> _RECORD EXTRACTS_:
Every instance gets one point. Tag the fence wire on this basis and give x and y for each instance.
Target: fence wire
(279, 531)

* * *

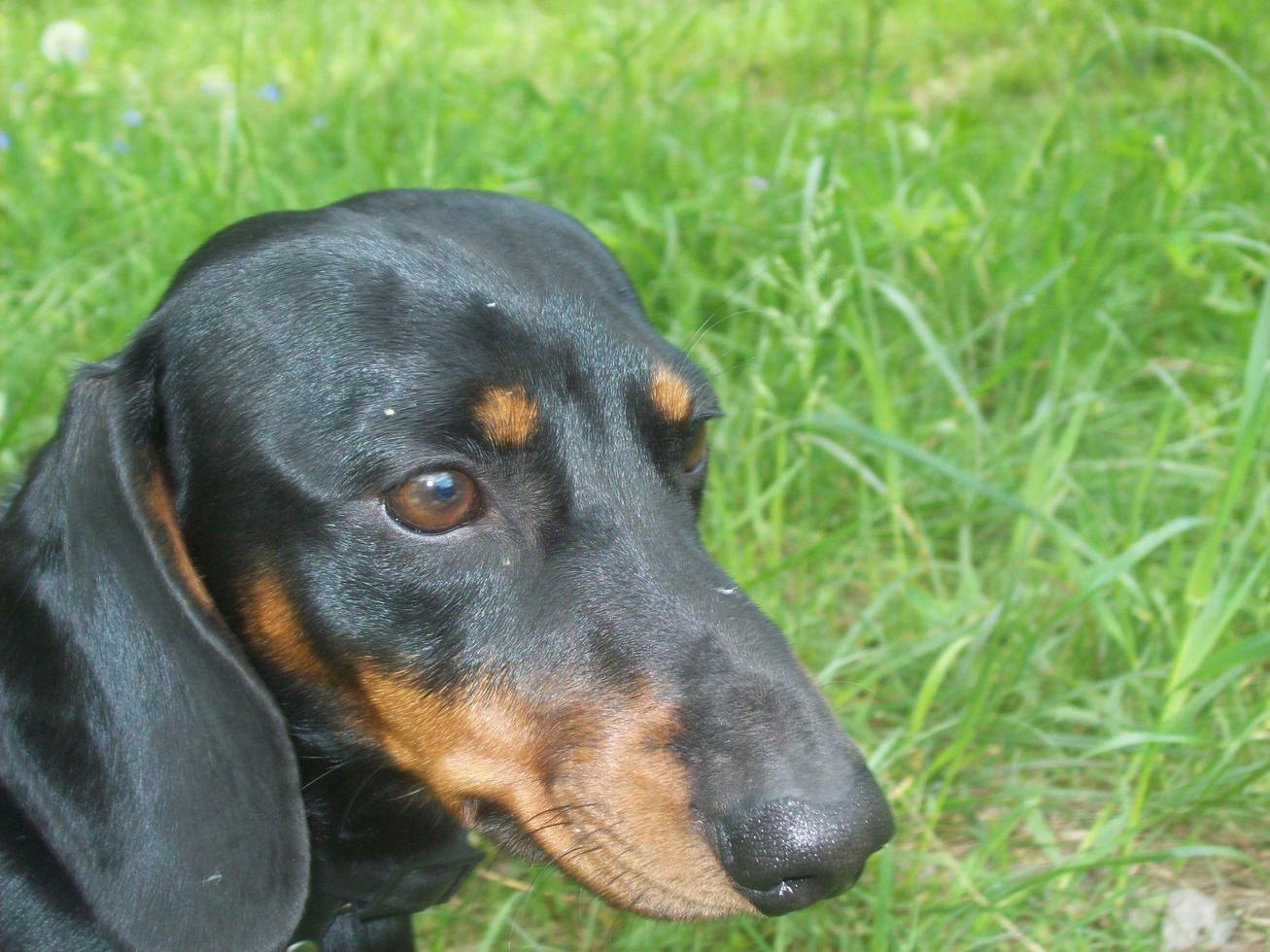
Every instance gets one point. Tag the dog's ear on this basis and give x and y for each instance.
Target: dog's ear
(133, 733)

> _BRIEF_: Collect each line of the records that contains the word "this". Only case-sensitive matches count.

> _RESULT OF THE EXERCISE_:
Every instance gets one point. Tag the fence wire on this basis and give x and y for each instance.
Every instance gets one point. Tag the dog's ear on this basis and give x and y for each instance.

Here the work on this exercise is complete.